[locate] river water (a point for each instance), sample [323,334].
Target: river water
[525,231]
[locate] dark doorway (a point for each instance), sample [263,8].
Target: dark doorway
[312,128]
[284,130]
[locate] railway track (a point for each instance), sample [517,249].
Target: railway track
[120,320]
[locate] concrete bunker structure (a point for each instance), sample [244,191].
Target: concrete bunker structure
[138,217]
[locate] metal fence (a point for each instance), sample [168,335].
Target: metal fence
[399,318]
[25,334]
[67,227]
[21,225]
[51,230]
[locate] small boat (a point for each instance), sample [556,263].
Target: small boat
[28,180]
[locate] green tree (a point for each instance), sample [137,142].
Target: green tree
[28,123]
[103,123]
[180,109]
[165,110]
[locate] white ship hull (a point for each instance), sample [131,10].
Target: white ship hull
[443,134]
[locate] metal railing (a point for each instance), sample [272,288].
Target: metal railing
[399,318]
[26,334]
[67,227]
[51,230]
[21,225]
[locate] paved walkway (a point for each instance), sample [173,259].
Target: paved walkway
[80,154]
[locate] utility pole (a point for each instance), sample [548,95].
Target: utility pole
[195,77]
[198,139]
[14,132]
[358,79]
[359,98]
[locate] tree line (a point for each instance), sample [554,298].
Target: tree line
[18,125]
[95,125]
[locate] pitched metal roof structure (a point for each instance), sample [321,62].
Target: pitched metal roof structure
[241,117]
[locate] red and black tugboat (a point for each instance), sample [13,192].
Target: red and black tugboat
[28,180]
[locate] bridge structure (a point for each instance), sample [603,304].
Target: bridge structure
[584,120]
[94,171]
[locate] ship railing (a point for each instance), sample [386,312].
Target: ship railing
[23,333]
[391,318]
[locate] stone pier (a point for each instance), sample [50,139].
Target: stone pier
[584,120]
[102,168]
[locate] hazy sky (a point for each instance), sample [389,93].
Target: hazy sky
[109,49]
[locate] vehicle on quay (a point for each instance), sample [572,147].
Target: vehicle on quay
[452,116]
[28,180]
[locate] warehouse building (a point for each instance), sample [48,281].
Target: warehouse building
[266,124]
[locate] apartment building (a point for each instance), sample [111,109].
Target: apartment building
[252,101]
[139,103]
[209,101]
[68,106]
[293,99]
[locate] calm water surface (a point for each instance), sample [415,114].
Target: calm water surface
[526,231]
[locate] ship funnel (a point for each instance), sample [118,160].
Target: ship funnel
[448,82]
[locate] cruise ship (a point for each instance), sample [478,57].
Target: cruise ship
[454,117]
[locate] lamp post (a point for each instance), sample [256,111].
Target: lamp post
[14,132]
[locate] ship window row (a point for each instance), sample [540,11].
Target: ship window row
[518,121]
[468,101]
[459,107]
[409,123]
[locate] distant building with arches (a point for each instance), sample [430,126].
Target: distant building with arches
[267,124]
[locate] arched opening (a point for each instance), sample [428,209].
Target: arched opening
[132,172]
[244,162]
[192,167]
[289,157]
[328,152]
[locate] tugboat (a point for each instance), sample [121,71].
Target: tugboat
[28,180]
········
_What the exercise asks_
Only the lines from the one containing "Target: distant building with arches" to the end of the records should be repeated, exactly as they appear.

_Result for this task_
Target: distant building with arches
[267,124]
[locate] arched opening (a point for each instance), sample [428,209].
Target: arched opening
[132,172]
[244,162]
[192,167]
[289,157]
[328,152]
[locate] tugboat (a point for each instance), sample [121,71].
Target: tugboat
[28,180]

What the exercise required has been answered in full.